* Page text
I’m thankful to live in Summit County. I’ve lived in lots of other places. None ever spoke to my heart like Summit County. I knew it the first time I visited in 1974. Yes, it’s very different now. But the soul of the place still breathes into each of us.



I’m grateful for our community leadership that continues to identify issues that hold us back and look for answers that drive us forward.

I’m thankful to be in this country.



If cousins hadn’t sponsored my grandparents, I wouldn’t be here. They weren’t the best immigration prospects. My maternal grandfather finished the eighth grade. They had no money.

I’m grateful my grandparents persisted. After suffering through the Great Depression, they were rewarded with the post-World War II economic boom. It was an unprecedented U.S. economic expansion.

They worked hard and built businesses. We still enjoy the fruits of their labors — the labors of immigrants who today would not be allowed to enter this country.

Again, if they didn’t get here, I wouldn’t be alive. Most of my family died in the Holocaust. Today, many people throughout the world are suffering from weather catastrophes, economic collapse, political persecution and turmoil.

We could welcome them. They could usher in the next economic boom. Historically, we have spread the misconception that immigrants harm the economy. The reality is that the majority of economists view immigration as economic opportunity.

PBS reports the National Academies of Sciences concluded that “immigration has an overall positive impact on long-run economic growth in the U.S.” The report says one in four Americans are immigrants, foreign-born or the child of a foreign-born person. The truth is, if your ancestors arrived on the Mayflower, you descended from immigrants.

* Listed entries
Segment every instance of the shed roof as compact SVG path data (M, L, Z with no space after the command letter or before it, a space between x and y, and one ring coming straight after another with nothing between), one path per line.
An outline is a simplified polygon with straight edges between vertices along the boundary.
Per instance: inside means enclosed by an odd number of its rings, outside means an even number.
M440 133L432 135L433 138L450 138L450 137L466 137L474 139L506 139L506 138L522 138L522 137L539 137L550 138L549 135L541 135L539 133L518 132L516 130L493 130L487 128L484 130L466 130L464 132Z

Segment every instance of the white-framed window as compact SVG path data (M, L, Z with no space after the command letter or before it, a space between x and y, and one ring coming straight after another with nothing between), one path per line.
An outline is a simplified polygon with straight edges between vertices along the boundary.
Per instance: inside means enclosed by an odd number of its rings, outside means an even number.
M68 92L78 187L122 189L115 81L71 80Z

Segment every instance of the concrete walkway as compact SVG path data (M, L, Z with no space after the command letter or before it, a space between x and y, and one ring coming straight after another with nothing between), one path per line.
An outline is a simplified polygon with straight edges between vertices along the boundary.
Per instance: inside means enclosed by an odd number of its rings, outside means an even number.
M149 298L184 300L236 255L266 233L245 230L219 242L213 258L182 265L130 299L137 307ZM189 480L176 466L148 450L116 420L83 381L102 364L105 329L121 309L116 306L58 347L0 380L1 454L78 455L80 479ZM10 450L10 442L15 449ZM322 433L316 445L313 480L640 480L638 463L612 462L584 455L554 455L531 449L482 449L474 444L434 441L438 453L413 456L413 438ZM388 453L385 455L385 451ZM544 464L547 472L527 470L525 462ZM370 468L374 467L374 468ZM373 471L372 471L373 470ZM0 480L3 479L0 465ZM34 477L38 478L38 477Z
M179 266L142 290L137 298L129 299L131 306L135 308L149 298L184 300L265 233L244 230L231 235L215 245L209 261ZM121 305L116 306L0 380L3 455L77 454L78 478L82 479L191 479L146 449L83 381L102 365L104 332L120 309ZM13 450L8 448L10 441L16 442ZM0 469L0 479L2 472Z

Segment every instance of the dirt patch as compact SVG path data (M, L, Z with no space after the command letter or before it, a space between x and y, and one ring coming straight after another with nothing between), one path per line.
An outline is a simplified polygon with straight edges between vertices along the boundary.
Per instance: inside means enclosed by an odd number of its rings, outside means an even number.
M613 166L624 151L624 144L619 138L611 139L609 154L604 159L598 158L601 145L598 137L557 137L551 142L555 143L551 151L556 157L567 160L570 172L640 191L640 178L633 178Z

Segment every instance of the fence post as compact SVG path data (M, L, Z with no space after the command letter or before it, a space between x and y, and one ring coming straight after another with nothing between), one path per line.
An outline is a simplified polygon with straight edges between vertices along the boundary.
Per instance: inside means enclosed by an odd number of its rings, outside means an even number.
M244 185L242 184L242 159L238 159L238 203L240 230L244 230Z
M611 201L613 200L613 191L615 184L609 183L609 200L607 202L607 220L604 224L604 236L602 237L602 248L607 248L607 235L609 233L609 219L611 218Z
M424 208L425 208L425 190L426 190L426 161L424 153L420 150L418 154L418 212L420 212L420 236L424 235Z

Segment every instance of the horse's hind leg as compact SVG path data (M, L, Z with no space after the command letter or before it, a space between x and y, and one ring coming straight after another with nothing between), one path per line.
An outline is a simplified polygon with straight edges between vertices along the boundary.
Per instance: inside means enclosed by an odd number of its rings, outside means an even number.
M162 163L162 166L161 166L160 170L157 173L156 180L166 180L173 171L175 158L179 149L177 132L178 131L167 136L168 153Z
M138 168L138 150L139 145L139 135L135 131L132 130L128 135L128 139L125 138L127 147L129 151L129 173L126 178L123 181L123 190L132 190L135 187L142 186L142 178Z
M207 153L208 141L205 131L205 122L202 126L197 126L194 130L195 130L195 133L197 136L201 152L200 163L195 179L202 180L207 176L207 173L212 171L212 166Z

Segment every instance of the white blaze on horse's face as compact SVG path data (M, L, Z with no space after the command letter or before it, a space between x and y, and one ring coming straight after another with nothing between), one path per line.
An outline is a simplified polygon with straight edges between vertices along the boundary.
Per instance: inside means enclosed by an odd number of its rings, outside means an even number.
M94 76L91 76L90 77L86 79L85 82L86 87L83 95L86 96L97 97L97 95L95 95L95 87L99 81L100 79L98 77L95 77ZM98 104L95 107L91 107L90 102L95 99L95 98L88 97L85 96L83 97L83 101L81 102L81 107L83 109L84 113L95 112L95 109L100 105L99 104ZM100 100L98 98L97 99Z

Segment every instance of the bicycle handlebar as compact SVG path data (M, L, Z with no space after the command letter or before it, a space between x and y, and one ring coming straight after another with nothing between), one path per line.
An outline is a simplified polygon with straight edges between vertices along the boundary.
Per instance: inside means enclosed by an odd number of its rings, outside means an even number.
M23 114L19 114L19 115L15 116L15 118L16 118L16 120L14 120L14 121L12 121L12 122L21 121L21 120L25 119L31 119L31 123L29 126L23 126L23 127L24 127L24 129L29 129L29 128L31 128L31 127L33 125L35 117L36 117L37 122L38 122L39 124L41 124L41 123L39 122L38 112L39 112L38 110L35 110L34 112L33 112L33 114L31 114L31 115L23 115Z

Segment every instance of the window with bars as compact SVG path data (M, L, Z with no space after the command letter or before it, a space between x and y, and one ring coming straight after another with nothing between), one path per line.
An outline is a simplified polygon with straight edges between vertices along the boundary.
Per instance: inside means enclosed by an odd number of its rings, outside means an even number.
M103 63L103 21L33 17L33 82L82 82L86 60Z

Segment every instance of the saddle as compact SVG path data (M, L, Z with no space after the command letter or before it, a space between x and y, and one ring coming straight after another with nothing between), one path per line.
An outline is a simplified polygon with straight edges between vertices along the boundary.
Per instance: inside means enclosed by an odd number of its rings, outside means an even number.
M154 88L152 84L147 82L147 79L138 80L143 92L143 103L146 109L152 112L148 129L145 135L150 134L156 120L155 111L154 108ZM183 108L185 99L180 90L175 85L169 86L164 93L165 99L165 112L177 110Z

* Questions on the material
(a) List every kind of suffering that the text on gratitude and immigration says people throughout the world face today.
(b) In the text on gratitude and immigration, rewrite the paragraph beginning "If cousins hadn't sponsored my grandparents" as a short bulleted list that keeps its main facts.
(c) Do these statements agree with the text on gratitude and immigration? Answer yes or no for each, quoting the deciding words.
(i) The writer first visited Summit County in 1974.
(ii) The writer's maternal grandfather finished high school.
(iii) The report cited by PBS says one in three Americans are immigrants.

* Answers to the tasks
(a)
- Weather catastrophes
- Economic collapse
- Political persecution
- Turmoil

(b)
- The writer exists only because cousins sponsored the grandparents.
- The grandparents weren't strong immigration prospects.
- The maternal grandfather finished the eighth grade.
- They had no money.

(c)
(i) Yes: "I knew it the first time I visited in 1974."
(ii) No: "My maternal grandfather finished the eighth grade."
(iii) No: "The report says one in four Americans are immigrants, foreign-born or the child of a foreign-born person."